*Written instruction:* Rewrite the records from the line that contains "Mark every instance of the young" through the line that contains "Mark every instance of the tree in", including the requests, and offset every coordinate in the answers by -44.

Extracted data entries
● ● ● ●
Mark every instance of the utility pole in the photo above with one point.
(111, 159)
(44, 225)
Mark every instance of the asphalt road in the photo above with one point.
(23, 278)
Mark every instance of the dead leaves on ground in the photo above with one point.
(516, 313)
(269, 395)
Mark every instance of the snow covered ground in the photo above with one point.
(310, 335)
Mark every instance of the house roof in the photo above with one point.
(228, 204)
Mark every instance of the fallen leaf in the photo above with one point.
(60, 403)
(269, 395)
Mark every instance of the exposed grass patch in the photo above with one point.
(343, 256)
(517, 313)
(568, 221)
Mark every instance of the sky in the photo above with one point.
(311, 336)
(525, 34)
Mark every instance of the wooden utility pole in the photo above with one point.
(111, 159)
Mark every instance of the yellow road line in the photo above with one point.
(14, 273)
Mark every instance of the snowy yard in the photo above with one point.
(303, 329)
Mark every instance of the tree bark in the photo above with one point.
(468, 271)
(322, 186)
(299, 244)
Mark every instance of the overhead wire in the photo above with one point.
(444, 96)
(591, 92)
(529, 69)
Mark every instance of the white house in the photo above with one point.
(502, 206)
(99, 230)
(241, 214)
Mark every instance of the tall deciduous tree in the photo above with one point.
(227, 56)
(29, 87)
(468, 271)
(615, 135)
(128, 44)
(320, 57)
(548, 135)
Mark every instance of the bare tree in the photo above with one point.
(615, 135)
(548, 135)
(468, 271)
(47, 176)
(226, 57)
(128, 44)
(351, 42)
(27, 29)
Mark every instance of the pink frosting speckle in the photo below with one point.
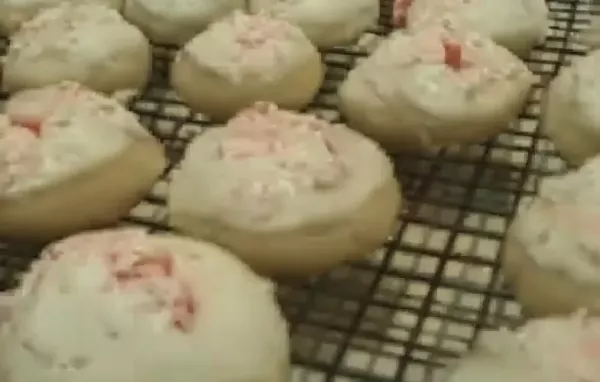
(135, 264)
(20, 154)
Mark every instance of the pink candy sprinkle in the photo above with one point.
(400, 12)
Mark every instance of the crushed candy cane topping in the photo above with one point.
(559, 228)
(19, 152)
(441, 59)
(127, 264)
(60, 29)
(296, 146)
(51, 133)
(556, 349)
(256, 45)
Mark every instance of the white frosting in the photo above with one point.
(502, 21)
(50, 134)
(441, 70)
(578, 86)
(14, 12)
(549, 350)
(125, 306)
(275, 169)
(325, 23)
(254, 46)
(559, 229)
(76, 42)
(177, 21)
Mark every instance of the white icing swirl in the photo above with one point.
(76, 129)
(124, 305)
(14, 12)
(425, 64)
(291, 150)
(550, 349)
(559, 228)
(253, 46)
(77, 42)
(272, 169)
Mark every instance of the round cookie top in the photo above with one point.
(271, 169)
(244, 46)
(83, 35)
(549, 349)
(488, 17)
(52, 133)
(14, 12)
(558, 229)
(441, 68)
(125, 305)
● ● ● ●
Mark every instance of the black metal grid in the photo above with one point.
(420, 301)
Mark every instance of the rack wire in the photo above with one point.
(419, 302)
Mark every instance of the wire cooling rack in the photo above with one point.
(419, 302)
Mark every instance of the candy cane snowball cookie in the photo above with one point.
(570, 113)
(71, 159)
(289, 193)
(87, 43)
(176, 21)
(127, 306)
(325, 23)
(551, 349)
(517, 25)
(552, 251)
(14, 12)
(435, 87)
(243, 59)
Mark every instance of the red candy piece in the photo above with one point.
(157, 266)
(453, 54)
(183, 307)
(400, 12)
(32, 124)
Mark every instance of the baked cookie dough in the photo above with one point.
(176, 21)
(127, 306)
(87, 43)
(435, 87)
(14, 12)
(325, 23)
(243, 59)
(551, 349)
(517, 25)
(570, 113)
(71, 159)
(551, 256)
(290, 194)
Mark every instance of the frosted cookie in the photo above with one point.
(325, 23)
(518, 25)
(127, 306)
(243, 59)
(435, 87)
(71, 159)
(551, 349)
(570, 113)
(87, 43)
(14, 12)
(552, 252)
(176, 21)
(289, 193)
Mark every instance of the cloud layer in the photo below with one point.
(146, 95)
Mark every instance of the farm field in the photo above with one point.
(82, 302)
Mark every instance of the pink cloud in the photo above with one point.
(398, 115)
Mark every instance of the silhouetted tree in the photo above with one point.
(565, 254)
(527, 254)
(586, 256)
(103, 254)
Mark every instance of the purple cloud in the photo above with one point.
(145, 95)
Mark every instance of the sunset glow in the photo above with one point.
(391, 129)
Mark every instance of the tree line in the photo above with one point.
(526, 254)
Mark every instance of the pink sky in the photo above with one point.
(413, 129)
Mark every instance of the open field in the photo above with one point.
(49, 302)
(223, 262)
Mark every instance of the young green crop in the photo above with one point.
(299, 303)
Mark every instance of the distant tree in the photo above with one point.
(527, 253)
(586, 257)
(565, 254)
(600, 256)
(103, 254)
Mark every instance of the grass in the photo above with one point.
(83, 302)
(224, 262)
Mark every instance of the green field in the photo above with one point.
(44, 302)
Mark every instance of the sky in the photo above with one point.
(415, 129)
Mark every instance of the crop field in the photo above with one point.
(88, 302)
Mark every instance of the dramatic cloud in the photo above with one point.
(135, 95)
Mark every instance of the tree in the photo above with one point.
● ● ● ●
*Worked answer:*
Mark every instance of the young green crop in the photo above with one point.
(255, 259)
Mark every instance of the distant tree in the photo above with one point.
(483, 209)
(542, 213)
(521, 210)
(556, 212)
(59, 210)
Mark every instance of the grass in the photo above with one point.
(39, 258)
(180, 218)
Mark every instance of the green field in the photo above with one point.
(0, 258)
Mark every instance of the sky in the photo above with one point.
(371, 85)
Mark every instance of the crop field in the photo above with one point.
(44, 258)
Mark every instance of the dramatic cloud in the photo above with one point.
(91, 51)
Mark every instance of the tree in the photo above with one point.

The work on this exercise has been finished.